§ **PASSAGE TO READ**:
────────────────
Friday, May 24, 2013

A Windigo Wind

*Windigo, Who Punishes Excess
shenandoahfilms.com

A Windigo wind blows across the land,
warning us that we have been taking
more than we need,
and putting nothing back.
It is trying to tell us
we need to go back
to the Old Times,
when man and nature
lived in harmony,
and no action was taken
without consideration for 
the seventh generation.

A big black wolf is wandering
through my dreams and through my heart,
wolf spirit,
Windigo of the wolf clan,
howling a lament
at the destruction
of his habitat,
the starvation of his young,
the extinction
of his tribe.

I am swimming a wide river,
farther than I have
the strength to go,
when, under me,
lifts the body of a great turtle
who supports me to
the farther shore.

I am lost at sea in a thick fog
and cannot find home
when a pod of killer whales,
sensing my distress telepathically,
encircles my boat
and guides me to shore,
to my own dock,
then glides silently
into the night
and away.

Nature tries to help us.
Creatures show us the way.
But in our noise and clamor,
in the tumult of our souls,
we cannot hear them.

The forest is deep and dark,
and there are spirits here.
I look, and look again,
and all the trees are rearranged.
Shapeshifters, shadows,
flit from tree to tree, 
and a mournful  Windigo wind
sings through the branches.

Owl, Oracle, Guardian,
protect me as I go.


* In the film connected to the picture, The Great Wind, Windigo, punishes a young man for his greed, for wanting more than he needs. Wikipedia describes a Windigo as a legend of the Algonquin people, a cannabalistic spirit that can possess humans in times of famine and is to be guarded against.
────────────────
§ **WRITTEN PROBLEM 1**:
Translate the sentence "Nature tries to help us." from the Windigo poem into French.

§ **RECORDS SUPPLIED**:
────────────────
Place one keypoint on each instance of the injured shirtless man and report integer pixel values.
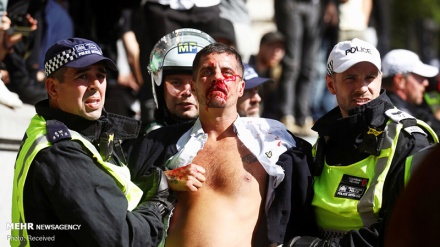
(238, 181)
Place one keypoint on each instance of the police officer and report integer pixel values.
(170, 68)
(364, 153)
(70, 172)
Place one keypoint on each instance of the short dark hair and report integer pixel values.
(216, 48)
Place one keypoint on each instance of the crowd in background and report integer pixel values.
(294, 55)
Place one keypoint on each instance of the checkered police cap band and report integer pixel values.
(74, 53)
(59, 61)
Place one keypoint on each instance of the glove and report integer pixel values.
(155, 187)
(305, 242)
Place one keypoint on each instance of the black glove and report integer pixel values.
(155, 187)
(305, 242)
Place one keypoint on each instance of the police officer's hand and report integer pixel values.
(187, 178)
(155, 187)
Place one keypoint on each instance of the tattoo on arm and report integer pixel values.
(249, 158)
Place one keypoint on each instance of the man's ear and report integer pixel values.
(51, 87)
(241, 85)
(399, 81)
(193, 85)
(329, 80)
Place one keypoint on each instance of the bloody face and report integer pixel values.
(217, 85)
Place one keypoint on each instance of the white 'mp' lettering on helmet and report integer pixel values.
(175, 51)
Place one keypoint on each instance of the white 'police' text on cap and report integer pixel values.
(348, 53)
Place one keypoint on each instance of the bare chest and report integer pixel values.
(230, 165)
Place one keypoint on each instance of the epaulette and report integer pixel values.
(57, 131)
(398, 116)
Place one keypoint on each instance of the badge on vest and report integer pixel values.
(351, 187)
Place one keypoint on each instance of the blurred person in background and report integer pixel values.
(249, 104)
(405, 79)
(267, 63)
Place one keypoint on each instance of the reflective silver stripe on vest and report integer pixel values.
(365, 205)
(40, 140)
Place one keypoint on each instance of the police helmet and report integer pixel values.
(174, 54)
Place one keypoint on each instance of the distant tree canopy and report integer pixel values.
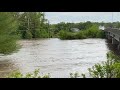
(32, 25)
(8, 27)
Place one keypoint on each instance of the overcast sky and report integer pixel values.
(56, 17)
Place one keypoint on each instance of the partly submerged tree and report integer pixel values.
(8, 27)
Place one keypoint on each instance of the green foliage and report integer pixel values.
(108, 69)
(92, 32)
(33, 25)
(8, 27)
(74, 75)
(35, 74)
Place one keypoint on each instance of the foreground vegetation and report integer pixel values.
(92, 32)
(107, 69)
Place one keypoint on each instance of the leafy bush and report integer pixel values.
(92, 32)
(108, 69)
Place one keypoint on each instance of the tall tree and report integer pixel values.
(8, 27)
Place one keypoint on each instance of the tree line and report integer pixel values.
(32, 25)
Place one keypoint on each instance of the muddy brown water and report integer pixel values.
(54, 56)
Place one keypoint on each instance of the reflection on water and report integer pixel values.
(57, 57)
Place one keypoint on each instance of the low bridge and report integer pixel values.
(113, 35)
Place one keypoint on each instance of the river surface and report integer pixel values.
(54, 56)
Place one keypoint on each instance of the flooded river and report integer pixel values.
(54, 56)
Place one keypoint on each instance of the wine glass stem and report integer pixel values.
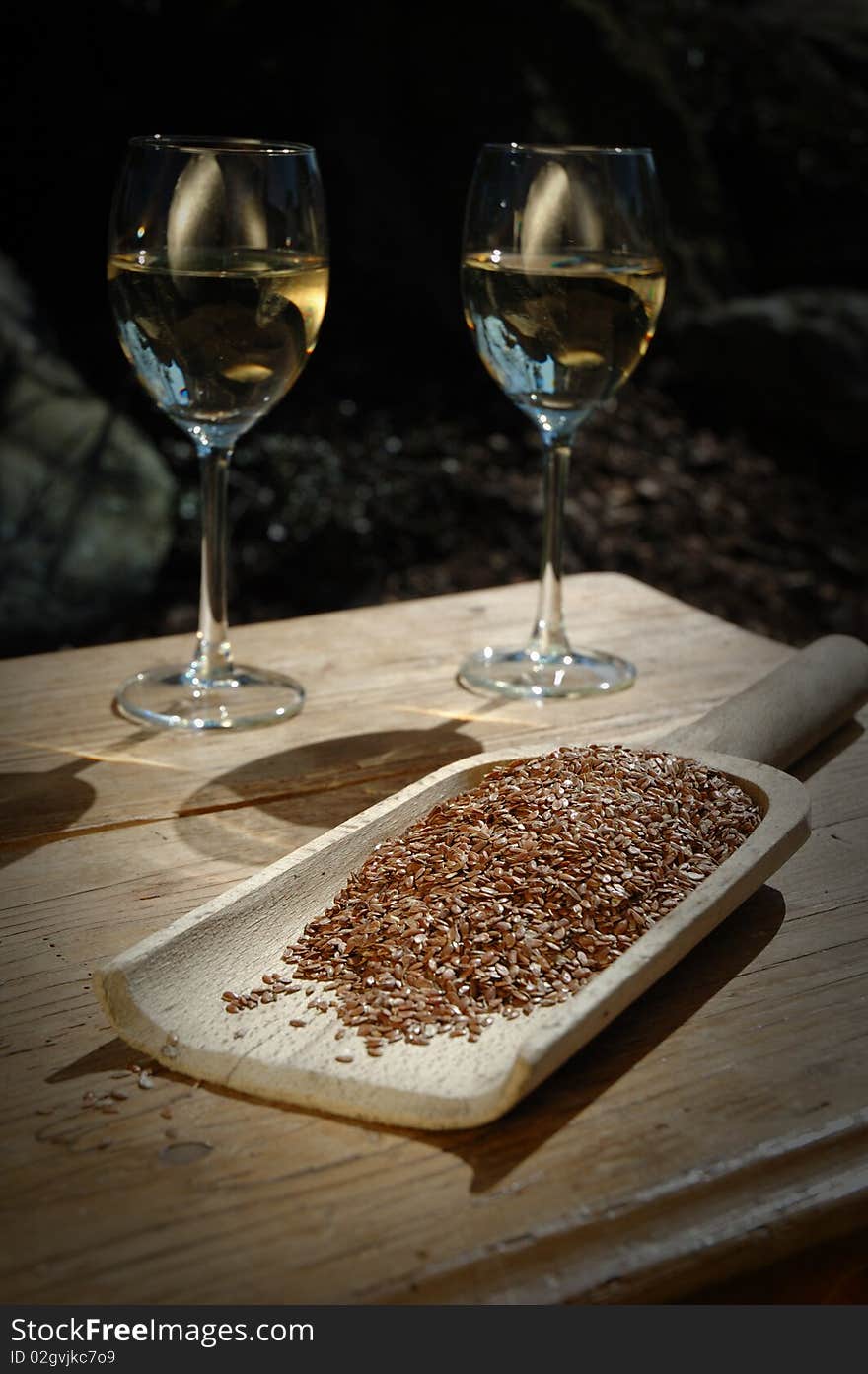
(213, 657)
(548, 633)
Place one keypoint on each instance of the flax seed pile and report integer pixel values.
(511, 895)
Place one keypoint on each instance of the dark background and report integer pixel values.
(730, 472)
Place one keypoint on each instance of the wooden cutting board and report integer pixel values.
(164, 993)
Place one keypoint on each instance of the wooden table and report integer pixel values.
(720, 1124)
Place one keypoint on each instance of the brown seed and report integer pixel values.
(514, 894)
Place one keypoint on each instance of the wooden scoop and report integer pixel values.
(164, 995)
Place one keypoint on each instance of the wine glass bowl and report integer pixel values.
(562, 283)
(217, 280)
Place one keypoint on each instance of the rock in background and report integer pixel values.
(728, 472)
(87, 500)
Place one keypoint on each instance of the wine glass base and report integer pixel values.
(535, 677)
(175, 698)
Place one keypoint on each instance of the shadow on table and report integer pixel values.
(494, 1150)
(38, 808)
(244, 814)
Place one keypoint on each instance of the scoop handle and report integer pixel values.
(787, 712)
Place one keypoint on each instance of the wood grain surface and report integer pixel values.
(720, 1125)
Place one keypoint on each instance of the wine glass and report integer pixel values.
(562, 283)
(217, 279)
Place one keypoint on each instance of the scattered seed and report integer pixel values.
(514, 894)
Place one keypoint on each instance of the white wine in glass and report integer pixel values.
(562, 282)
(219, 280)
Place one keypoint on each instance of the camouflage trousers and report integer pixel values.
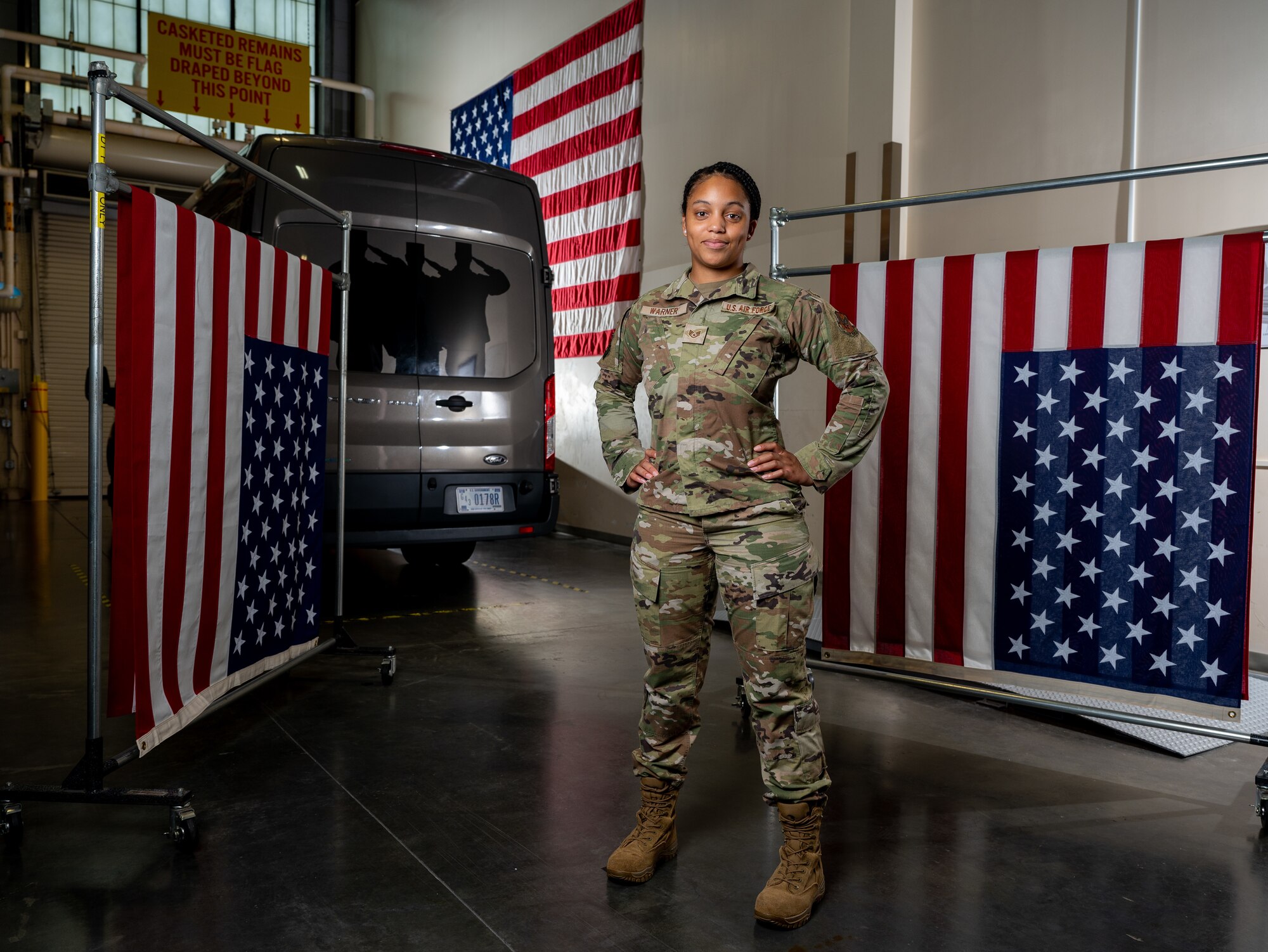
(765, 567)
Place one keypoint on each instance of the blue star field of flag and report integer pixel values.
(1124, 519)
(481, 127)
(278, 589)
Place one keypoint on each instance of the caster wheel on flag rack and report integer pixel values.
(741, 699)
(11, 826)
(183, 828)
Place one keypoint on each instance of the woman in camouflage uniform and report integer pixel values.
(721, 508)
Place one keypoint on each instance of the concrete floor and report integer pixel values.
(472, 804)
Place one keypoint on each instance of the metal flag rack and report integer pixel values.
(782, 217)
(86, 783)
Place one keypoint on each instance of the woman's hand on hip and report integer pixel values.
(773, 462)
(645, 471)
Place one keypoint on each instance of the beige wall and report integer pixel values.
(753, 82)
(1012, 92)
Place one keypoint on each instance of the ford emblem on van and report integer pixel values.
(451, 352)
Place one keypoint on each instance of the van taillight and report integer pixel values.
(550, 419)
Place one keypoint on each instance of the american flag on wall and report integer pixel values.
(220, 444)
(1062, 486)
(573, 121)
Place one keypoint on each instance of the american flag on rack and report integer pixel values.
(573, 122)
(1062, 486)
(220, 444)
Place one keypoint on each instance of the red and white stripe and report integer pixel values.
(191, 291)
(910, 539)
(578, 132)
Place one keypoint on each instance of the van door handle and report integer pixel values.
(456, 404)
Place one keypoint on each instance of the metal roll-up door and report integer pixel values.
(63, 286)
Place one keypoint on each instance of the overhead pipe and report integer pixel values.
(365, 92)
(139, 61)
(8, 74)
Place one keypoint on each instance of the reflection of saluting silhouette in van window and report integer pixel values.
(457, 309)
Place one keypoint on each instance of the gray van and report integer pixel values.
(451, 358)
────────────────
§ **WRITTEN PROBLEM 2**:
Scale the stretch of the records from the line containing "Place one keypoint on each instance of the reflection of" through the end of the records. Reproduce only those lines, requests included, and multiply every pixel coordinate in the answers by 1.95, rounding to whole numbers with halves rounded up.

§ **RESPONSE 1**:
La nature essaie de nous aider.

§ **RESPONSE 2**:
Place one keypoint on each instance of the reflection of saluting silhouette in van window and report integer pixel values.
(891, 603)
Place one keypoint on each instance of the gray van and report integer pixel values.
(879, 698)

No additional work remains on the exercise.